→ **Tâche A**
D'après l'extrait sur l'album Le Cimetière des Arlequins, où le morceau La Route aux cyprès a-t-il été enregistré ?
→ **Tâche B**
Poursuivez l'extrait sur l'album Le Cimetière des Arlequins à partir de sa dernière phrase.

→ **Extrait présenté**
Le Cimetière des Arlequins
Le Cimetière des Arlequins est le deuxième album du groupe de rock progressif français Ange, sorti en 1973.
Pour les articles homonymes, voir Arlequin (homonymie).
Sortie | 1973 |
---|---|
Enregistré |
1973 Studio des Dames, Paris Studio Michel Magne, Château d'Hérouville |
Durée | 35:50 |
Genre | Rock progressif |
Label | Philips |
Albums de Ange
Contexte et parution
Après la parution de Caricatures en 1972, Ange part en tournée et gagne rapidement en popularité[1]. Le groupe assure notamment la première partie de Johnny Hallyday à Chantilly, lors du premier concert de sa tournée « Johnny Circus »[2]. Le Cimetière des Arlequins est enregistré en 1973, au retour de la première tournée anglaise du groupe[3]. L'album est enregistré au studio des Dames à Paris, à l'exception de La Route aux cyprès, qui est quant à lui enregistré au Château d'Hérouville, au studio Michel Magne[4].

→ **Données fournies**
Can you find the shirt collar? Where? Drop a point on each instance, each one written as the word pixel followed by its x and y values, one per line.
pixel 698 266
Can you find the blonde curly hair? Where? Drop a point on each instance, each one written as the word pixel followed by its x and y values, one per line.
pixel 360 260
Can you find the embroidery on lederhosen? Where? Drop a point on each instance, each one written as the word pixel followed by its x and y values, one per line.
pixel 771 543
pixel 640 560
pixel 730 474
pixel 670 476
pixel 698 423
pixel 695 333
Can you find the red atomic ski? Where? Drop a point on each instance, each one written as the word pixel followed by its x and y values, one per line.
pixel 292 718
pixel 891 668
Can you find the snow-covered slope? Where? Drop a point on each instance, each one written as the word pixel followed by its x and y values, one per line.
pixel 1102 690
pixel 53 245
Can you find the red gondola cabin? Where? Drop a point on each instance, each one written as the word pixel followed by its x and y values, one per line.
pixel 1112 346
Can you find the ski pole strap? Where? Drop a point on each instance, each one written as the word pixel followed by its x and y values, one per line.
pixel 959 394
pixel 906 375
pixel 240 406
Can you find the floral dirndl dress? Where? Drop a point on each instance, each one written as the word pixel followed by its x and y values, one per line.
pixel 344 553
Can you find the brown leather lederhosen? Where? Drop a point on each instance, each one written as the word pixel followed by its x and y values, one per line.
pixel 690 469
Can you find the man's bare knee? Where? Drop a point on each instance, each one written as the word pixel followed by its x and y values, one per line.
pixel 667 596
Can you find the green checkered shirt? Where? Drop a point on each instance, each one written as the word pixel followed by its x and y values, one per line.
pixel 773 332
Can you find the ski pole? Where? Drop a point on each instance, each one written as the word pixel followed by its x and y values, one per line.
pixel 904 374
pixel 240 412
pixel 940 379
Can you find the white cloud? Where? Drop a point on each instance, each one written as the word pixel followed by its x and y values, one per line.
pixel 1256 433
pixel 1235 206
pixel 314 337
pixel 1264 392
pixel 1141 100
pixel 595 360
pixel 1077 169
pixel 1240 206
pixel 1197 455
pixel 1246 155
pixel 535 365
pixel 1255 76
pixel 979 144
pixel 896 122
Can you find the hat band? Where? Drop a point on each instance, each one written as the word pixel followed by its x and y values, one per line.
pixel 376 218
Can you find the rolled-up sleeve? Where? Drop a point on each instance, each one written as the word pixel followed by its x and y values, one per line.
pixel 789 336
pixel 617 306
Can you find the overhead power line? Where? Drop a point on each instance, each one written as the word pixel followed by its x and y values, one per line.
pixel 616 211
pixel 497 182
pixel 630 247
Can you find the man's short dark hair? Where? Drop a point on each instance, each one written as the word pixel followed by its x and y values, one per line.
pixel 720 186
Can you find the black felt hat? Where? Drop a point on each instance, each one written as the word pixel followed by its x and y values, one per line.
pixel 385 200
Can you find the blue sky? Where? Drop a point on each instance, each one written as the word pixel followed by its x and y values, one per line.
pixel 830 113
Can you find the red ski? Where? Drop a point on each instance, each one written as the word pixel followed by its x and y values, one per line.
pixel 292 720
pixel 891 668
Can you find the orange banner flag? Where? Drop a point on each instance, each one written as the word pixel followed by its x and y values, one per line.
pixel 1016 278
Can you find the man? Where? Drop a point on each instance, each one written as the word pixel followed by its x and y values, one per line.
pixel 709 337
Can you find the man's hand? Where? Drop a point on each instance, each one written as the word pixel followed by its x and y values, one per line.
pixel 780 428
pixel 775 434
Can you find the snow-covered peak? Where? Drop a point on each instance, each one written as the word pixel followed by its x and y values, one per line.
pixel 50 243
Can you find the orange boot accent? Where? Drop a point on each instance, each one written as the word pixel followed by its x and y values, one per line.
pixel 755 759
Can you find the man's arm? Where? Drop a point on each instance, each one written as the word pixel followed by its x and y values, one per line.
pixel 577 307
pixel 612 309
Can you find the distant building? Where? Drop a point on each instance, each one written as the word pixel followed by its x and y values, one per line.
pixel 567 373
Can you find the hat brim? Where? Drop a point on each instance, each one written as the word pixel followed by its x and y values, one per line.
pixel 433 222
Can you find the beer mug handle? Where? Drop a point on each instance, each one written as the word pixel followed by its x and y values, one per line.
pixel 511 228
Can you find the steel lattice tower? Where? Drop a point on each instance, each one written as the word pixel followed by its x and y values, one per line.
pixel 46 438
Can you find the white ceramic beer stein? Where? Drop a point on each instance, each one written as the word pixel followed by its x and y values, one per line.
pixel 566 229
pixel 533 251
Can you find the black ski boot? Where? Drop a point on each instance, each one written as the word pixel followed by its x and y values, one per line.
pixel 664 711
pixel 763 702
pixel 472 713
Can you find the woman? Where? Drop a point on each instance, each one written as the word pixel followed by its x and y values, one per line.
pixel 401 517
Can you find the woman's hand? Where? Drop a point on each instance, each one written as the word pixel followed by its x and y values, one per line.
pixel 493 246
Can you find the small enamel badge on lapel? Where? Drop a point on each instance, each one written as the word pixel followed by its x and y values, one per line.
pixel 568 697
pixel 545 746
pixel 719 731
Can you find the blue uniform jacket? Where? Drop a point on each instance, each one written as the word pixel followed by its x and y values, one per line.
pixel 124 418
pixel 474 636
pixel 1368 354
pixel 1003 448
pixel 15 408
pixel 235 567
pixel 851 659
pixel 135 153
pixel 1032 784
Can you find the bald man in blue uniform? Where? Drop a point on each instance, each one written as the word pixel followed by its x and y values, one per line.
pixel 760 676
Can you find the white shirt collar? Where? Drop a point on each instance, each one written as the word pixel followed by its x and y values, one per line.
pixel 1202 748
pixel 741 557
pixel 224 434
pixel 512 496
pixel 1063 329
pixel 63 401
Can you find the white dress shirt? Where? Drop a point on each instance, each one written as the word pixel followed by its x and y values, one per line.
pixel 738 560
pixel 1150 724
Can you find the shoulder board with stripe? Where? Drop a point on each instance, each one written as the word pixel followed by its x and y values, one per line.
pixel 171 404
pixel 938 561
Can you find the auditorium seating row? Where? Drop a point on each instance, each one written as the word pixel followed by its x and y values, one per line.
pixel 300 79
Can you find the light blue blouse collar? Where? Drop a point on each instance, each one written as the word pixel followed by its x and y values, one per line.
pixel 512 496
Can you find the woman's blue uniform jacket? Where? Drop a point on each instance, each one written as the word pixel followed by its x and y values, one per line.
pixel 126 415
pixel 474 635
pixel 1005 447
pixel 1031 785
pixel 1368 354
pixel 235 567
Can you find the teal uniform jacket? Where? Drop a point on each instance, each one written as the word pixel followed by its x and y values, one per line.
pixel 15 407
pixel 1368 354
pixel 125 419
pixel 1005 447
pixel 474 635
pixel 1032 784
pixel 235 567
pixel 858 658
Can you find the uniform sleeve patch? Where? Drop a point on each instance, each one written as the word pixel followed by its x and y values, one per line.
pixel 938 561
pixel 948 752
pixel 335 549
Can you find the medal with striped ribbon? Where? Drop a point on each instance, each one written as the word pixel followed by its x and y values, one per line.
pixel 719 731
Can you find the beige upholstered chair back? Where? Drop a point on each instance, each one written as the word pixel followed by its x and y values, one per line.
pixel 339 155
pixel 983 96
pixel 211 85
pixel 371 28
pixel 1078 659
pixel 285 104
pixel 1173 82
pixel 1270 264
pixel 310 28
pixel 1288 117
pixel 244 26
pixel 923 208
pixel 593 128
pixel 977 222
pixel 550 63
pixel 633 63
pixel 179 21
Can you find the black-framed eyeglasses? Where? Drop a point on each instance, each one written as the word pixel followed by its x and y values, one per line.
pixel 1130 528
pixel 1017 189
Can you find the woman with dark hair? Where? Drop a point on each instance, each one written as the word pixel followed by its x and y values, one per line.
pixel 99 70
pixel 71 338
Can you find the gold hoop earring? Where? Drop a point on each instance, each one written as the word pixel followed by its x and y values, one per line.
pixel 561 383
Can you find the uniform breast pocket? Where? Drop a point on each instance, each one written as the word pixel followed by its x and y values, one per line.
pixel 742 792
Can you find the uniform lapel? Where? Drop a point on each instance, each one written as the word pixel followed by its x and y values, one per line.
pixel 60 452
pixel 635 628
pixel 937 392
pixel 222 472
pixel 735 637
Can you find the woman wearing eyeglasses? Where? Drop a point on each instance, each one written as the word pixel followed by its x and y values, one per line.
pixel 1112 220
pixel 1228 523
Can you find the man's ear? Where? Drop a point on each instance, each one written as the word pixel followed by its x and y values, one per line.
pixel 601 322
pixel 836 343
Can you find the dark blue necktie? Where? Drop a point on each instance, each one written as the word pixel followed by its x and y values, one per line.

→ **Réponse A**
Au studio Michel Magne, au Château d'Hérouville.

→ **Réponse B**
L'album sort en 1973, année où la popularité du rock progressif est à son paroxysme[5]. Pour promouvoir sa sortie, Ange donne de nombreux concerts[6]. Le groupe participe le au festival de Reading en Angleterre, le même jour que Genesis, qui est en tête d'affiche ce jour-ci[7]. Le groupe joue alors devant 30 000 personnes[6],[8], dont un jeune Steve Hogarth, futur chanteur du groupe anglais Marillion[6],[7].
Les premiers exemplaires de l'album qui sont commercialisés présentent des autocollants sur la pochette et sont accompagnés de transferts pour T-shirts[9]. La pochette de l'album est une peinture d'un artiste d'origine russe, Jacques Wyrs, extraite de la série Monuments Stellaires[10].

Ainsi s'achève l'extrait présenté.